Stored dataset items ::
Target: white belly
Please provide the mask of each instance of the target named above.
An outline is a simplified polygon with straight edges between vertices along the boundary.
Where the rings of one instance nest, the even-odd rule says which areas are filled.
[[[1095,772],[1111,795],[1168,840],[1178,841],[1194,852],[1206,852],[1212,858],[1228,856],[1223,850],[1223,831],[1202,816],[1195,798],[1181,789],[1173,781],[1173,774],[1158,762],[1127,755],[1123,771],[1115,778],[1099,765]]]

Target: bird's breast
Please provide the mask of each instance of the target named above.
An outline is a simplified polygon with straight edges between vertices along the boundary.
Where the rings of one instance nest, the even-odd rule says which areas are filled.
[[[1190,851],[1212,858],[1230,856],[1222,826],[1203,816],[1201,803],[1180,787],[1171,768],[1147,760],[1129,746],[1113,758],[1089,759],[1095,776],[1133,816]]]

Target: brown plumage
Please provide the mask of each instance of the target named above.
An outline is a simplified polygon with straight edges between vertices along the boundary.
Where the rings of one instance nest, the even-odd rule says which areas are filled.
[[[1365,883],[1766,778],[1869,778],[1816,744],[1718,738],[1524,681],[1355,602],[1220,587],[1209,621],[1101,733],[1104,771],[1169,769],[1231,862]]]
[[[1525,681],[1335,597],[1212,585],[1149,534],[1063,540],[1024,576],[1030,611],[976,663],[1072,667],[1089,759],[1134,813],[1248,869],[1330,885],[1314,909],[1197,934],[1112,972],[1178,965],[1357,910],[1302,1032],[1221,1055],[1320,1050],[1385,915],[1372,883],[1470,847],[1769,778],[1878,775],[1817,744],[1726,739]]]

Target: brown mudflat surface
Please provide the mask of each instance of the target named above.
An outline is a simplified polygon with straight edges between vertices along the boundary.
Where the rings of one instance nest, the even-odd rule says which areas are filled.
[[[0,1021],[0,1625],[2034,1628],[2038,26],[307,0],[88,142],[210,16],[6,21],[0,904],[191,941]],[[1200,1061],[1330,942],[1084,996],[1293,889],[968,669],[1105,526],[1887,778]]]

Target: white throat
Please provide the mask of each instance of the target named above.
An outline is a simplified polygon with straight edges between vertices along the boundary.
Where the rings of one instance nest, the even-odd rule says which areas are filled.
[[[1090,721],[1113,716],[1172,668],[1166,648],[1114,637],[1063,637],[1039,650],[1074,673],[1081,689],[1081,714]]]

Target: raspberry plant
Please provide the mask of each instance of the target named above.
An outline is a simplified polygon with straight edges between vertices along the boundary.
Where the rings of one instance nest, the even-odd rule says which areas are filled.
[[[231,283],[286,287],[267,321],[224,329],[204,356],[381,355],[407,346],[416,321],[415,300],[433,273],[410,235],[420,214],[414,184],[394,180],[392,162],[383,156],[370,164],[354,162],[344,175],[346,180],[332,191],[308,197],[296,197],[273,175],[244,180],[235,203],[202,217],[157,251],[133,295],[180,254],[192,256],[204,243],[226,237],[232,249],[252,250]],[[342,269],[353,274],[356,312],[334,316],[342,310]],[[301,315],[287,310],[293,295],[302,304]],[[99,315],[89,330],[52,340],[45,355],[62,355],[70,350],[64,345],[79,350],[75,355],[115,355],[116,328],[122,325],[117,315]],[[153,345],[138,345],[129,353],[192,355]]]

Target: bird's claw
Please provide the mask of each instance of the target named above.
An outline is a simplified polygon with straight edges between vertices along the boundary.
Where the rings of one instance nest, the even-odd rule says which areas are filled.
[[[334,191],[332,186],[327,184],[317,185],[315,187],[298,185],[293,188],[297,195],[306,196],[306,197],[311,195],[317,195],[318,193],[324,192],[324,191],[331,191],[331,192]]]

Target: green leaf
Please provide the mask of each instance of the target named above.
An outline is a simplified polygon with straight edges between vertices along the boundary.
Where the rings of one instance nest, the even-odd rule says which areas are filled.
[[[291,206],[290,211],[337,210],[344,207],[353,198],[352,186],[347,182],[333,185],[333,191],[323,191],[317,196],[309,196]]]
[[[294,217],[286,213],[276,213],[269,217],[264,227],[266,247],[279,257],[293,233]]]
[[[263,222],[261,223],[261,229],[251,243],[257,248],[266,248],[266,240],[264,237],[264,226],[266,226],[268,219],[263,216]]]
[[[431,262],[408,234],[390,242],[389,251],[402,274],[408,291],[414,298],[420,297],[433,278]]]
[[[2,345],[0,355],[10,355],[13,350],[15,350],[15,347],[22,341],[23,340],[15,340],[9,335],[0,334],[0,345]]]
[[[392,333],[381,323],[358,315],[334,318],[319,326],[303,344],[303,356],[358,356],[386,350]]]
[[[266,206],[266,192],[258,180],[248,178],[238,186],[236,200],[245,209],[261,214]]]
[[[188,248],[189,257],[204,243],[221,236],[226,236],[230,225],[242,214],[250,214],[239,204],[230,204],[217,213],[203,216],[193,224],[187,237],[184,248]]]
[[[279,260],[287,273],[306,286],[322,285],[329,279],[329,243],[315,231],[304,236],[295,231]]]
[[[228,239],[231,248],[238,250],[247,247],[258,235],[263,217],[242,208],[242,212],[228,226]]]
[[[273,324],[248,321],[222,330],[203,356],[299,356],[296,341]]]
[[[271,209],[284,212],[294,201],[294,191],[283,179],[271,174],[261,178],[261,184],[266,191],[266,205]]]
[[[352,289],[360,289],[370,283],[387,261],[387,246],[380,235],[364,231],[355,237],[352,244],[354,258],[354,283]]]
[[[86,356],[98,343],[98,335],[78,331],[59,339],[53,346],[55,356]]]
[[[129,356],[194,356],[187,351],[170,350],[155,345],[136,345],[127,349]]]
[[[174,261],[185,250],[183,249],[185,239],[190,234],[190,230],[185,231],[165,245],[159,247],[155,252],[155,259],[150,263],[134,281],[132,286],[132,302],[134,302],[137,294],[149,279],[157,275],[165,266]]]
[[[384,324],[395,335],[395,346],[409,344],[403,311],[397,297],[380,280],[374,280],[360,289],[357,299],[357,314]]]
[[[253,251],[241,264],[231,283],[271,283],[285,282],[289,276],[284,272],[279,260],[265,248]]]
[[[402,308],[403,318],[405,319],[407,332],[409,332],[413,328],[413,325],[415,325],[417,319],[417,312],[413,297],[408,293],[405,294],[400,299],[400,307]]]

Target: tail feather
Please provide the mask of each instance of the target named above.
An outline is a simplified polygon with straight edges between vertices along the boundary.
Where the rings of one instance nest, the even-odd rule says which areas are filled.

Required action :: What's wanted is a faithful copy of each entry above.

Response to the exercise ::
Target: white belly
Please provide the mask of each instance of the target named above.
An outline is a simplified polygon with straight edges between vertices along the boundary.
Where the rings of one instance nest, the even-odd rule says which areas are filled.
[[[1095,772],[1111,795],[1168,840],[1178,841],[1194,852],[1206,852],[1212,858],[1228,856],[1223,850],[1223,831],[1202,816],[1195,798],[1181,789],[1173,781],[1173,774],[1158,762],[1127,755],[1123,771],[1115,778],[1099,765]]]

Target: bird's breast
Please provide the mask of each instance of the target named above.
An outline is a simplified polygon with straight edges between vertices along the boundary.
Where the rings of one instance nest, the even-odd rule says which areas are filled.
[[[1190,851],[1212,858],[1230,856],[1222,826],[1203,816],[1201,803],[1180,787],[1171,768],[1147,760],[1129,746],[1113,758],[1089,759],[1095,776],[1133,816]]]

Target: brown plumage
Please provide the mask of each instance of the target named above.
An outline is a simplified polygon with straight edges between vertices along the boundary.
Where the rings of one instance nest, the even-odd rule says which areas are filled.
[[[1365,883],[1766,778],[1869,778],[1816,744],[1718,738],[1524,681],[1355,602],[1220,587],[1209,621],[1101,733],[1104,771],[1169,769],[1231,862]]]
[[[1525,681],[1335,597],[1212,585],[1149,534],[1063,540],[1024,576],[1030,611],[976,663],[1072,667],[1089,759],[1134,813],[1248,869],[1330,885],[1314,909],[1197,934],[1112,972],[1178,965],[1357,910],[1302,1032],[1221,1055],[1320,1050],[1385,915],[1372,883],[1470,847],[1769,778],[1878,775],[1817,744],[1726,739]]]

Target: brown mudflat surface
Please provide the mask of each instance of the target named above.
An outline is a simplified polygon with straight edges between vertices along the boundary.
Where the rings of one instance nest, the even-odd rule says which areas are filled.
[[[0,1021],[0,1625],[2034,1628],[2038,26],[307,0],[88,142],[210,16],[6,21],[0,904],[191,941]],[[1200,1061],[1330,942],[1084,996],[1293,889],[968,669],[1105,526],[1887,778]]]

Target: white throat
Please provide the mask of each instance of the target named above.
An outline is a simplified polygon with straight edges between vertices along the boundary.
Where the rings of one instance nest, the even-odd rule says which areas are filled.
[[[1090,721],[1113,716],[1172,668],[1166,648],[1114,637],[1063,637],[1039,650],[1074,673],[1081,689],[1081,714]]]

Target: raspberry plant
Please provide the mask of each instance of the target named above.
An outline is a simplified polygon with straight edges between vertices along the boundary.
Where the rings of one instance nest, the even-odd rule says which areas are filled.
[[[231,283],[286,287],[267,321],[224,329],[204,356],[381,355],[407,346],[416,321],[415,300],[433,273],[410,235],[420,214],[414,184],[394,180],[392,162],[383,156],[370,164],[354,162],[344,175],[346,180],[332,191],[308,197],[296,197],[273,175],[244,180],[235,203],[202,217],[157,251],[133,295],[180,254],[192,256],[204,243],[226,237],[232,249],[252,250]],[[342,269],[353,274],[356,312],[334,316],[342,310]],[[301,315],[287,310],[293,295],[302,304]],[[99,315],[89,330],[52,340],[45,355],[62,355],[70,350],[64,345],[79,350],[75,355],[115,355],[116,328],[122,325],[117,315]],[[153,345],[138,345],[129,353],[192,355]]]

Target: bird's claw
Please provide the mask of each instance of the target named above.
An outline is a simplified polygon with straight edges between vertices along the boundary.
Where the rings of one instance nest, the even-odd rule says which areas are filled.
[[[334,191],[332,186],[327,184],[317,185],[315,187],[298,185],[293,188],[297,195],[306,196],[306,197],[311,195],[317,195],[318,193],[324,192],[324,191],[331,191],[331,192]]]

Target: green leaf
Please provide the mask of each instance of the target named above.
An outline is a simplified polygon with straight edges between vertices along the boundary.
Where the rings of one instance nest, the even-odd rule says which areas are filled.
[[[291,206],[290,211],[337,210],[344,207],[353,198],[352,186],[347,182],[333,185],[333,191],[323,191],[317,196],[309,196]]]
[[[294,217],[286,213],[276,213],[269,217],[264,227],[266,247],[279,257],[293,233]]]
[[[263,222],[261,223],[261,229],[251,243],[257,248],[266,248],[266,240],[264,237],[264,226],[266,226],[268,219],[263,216]]]
[[[431,262],[408,234],[390,242],[389,251],[402,274],[408,291],[414,298],[420,297],[433,278]]]
[[[2,345],[0,355],[10,355],[13,350],[15,350],[15,347],[22,341],[23,340],[15,340],[9,335],[0,334],[0,345]]]
[[[392,333],[381,323],[358,315],[334,318],[319,326],[303,344],[303,356],[358,356],[386,350]]]
[[[266,206],[266,192],[258,180],[248,178],[238,186],[236,200],[245,209],[261,214]]]
[[[188,248],[189,257],[204,243],[221,236],[226,236],[230,225],[242,214],[250,214],[239,204],[230,204],[217,213],[203,216],[193,224],[187,237],[184,248]]]
[[[279,260],[287,273],[306,286],[322,285],[329,279],[329,243],[315,231],[304,236],[295,231]]]
[[[228,239],[231,248],[238,250],[247,247],[258,235],[263,217],[242,208],[242,212],[228,226]]]
[[[273,324],[248,321],[222,330],[203,356],[299,356],[296,341]]]
[[[271,209],[284,212],[294,201],[294,191],[283,179],[271,174],[261,178],[261,184],[266,191],[266,205]]]
[[[352,289],[360,289],[370,283],[387,261],[387,246],[380,235],[364,231],[355,237],[352,244],[354,258],[354,283]]]
[[[86,356],[98,343],[98,335],[78,331],[59,339],[53,346],[55,356]]]
[[[129,356],[194,356],[187,351],[170,350],[155,345],[136,345],[127,349]]]
[[[174,261],[185,250],[183,249],[185,239],[190,234],[190,230],[185,231],[165,245],[159,247],[155,252],[155,259],[150,263],[134,281],[132,286],[132,302],[134,302],[137,294],[149,279],[157,275],[165,266]]]
[[[384,324],[395,335],[395,346],[409,344],[403,311],[397,297],[380,280],[374,280],[360,289],[357,299],[357,314]]]
[[[253,251],[241,264],[231,283],[271,283],[285,282],[289,276],[284,272],[279,260],[265,248]]]
[[[402,308],[403,318],[405,319],[407,332],[409,332],[413,328],[413,325],[415,325],[417,319],[417,312],[413,297],[408,293],[405,294],[400,299],[400,307]]]

Target: tail feather
Please provide the mask of each instance of the target named above.
An outline is a simplified polygon with straight edges between vertices along the boundary.
Where the rings of one instance nest, the even-odd rule says which areas are filled.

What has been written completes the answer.